(Text block):
#####

When the OWL standard was revised as OWL2 in 2008, the process was again documented by some
of the principal authors [Grau08]. Grau et al. identify additional issues with OWL1 ontology
specifications including an additional complication in the import semantics whereby two (or more)
ontologies written in the same OWL species can interact in unpredictable and unintuitive ways when
one ontology imports the other, leading to a new ontology that is contained in a different species.
OWL 2 introduces the idea of declaration consistency which means all types must be declared,
although not syntactically necessary, this allows some additional validation checks to catch
mistyping of entity terms. However this approach is not applicable to linked data that is not written
in OWL 2 and hence the validation checks performed by our approach can detect these trivial typing
errors e.g. misspelt names of classes, in a much broader range of data. OWL2 also improves support
for imports by tightening the specification of ontology name URIs as both name and published
location of the ontology on the web, however as our experimental results show (see later) not all
widely used and imported ontologies in the current web of data can be discovered at their stated
locations. Support for ontology versioning management has also been added, but this is still
primitive and the species or profile impacts of imports is still unintuitive and unpredictable.

#####

(Stored dataset items)
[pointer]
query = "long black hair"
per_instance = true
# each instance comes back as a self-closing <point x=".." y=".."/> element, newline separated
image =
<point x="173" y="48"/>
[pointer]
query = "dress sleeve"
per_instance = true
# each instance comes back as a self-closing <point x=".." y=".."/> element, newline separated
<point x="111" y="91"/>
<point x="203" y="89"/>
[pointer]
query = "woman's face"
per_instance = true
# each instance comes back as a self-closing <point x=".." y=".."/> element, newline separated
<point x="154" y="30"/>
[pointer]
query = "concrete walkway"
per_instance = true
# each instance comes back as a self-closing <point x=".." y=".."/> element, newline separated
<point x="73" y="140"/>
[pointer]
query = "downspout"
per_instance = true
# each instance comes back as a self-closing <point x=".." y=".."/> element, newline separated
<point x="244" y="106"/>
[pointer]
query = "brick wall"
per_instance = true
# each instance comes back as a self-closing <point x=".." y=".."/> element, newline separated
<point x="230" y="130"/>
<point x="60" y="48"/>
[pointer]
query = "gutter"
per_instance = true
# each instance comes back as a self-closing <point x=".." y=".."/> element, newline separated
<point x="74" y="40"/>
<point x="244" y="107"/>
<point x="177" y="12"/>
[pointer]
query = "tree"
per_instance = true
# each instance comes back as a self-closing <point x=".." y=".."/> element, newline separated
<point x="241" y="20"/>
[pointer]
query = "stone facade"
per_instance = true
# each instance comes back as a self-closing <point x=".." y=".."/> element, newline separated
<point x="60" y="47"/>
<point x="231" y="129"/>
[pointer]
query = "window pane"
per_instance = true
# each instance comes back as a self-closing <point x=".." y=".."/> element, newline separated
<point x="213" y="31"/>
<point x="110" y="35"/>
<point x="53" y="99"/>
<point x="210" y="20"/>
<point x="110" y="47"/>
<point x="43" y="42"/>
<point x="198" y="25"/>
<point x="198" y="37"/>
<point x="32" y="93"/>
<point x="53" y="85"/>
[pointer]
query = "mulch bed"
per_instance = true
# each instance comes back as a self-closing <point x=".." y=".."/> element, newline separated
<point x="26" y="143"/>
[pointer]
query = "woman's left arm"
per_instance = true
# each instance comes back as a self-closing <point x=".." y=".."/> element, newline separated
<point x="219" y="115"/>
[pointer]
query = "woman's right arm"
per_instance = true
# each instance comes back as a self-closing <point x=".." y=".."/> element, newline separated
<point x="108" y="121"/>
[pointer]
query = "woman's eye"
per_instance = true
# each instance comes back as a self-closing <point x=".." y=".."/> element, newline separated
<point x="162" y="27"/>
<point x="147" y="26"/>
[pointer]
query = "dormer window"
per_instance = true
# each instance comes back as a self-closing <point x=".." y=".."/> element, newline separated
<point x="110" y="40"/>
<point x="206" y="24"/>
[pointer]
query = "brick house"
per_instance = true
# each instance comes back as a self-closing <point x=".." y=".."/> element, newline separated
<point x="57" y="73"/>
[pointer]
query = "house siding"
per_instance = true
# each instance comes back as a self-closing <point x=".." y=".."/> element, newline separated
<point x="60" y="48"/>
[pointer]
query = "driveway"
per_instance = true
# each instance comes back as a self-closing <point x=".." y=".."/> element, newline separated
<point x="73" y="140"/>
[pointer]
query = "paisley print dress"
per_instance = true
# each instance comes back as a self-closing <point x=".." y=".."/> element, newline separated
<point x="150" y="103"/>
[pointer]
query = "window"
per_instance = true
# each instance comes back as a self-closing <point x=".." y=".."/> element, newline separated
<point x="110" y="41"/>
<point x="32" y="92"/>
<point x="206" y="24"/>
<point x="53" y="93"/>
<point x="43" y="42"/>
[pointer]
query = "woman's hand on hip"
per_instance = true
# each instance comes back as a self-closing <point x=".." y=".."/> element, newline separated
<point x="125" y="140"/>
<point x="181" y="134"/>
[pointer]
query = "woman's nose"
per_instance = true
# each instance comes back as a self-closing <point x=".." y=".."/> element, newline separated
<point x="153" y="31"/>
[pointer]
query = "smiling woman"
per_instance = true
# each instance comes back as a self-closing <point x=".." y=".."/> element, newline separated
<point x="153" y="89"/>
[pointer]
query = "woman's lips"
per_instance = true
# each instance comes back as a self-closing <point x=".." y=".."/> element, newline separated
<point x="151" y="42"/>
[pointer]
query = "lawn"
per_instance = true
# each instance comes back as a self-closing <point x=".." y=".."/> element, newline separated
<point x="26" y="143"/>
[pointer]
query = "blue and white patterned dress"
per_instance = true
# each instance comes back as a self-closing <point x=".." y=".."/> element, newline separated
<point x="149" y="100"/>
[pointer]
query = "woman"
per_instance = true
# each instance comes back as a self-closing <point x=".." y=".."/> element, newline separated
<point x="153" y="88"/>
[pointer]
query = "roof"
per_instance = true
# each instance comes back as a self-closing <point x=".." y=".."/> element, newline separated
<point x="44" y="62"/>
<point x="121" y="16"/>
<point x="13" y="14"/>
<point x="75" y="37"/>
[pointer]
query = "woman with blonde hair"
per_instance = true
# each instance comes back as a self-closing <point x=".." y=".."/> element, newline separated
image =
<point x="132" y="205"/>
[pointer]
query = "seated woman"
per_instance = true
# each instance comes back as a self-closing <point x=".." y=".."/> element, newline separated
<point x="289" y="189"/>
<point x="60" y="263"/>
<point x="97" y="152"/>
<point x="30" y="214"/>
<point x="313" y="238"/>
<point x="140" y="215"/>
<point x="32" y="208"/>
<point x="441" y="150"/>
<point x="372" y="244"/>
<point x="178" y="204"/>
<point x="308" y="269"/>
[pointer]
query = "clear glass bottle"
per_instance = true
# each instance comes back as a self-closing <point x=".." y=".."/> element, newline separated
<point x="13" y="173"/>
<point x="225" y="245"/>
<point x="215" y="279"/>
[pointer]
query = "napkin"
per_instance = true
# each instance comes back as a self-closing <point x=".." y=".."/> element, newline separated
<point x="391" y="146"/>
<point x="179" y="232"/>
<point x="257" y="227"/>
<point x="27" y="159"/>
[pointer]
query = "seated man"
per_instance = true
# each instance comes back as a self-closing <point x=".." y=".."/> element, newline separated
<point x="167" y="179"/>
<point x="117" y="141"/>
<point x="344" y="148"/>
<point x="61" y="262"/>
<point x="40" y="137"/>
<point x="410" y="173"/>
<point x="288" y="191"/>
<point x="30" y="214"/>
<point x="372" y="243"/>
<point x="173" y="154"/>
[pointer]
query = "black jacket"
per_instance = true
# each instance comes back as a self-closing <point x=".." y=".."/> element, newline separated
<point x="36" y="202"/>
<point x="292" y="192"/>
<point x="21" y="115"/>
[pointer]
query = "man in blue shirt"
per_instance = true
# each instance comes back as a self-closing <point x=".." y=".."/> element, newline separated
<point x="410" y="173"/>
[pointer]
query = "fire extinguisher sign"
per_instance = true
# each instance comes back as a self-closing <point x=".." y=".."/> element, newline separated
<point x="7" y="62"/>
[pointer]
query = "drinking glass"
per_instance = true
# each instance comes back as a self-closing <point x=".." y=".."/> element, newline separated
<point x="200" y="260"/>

#####

(Work to be completed):
Please carry on the text about the OWL 2 revision, picking up after its last sentence. The listing plays no part in the work.

(Exercise output):
Most recently, as the success of linked data, with billions of triples published for public consumption,
has become apparent, the question of data quality and hence validation has come to the fore
[Mendes12][Bizer07]. One barrier to progress has been the strong association between OWL and
open world reasoning, which has limited the exploration of constraint validation using description
logics under closed world assumptions. Patel-Schneider [Patel15] has discussed the issues and
approaches when applying description logic to validation, and attacked the perception that the
closed world and unique name interpretations have no place in the description logic world – to
which OWL belongs. Although Patel-Schneider’s technical approach to linked data validation, based
on RDFS and SPARQL , differs from our custom OWL reasoner-based approach, we follow the same
direction with respect to selectively applying closed world and unique name assumptions in
validation.
Reasoning and consuming linked data research
The original semantic web vision included the goal of applying reasoning at a web scale [TBL01].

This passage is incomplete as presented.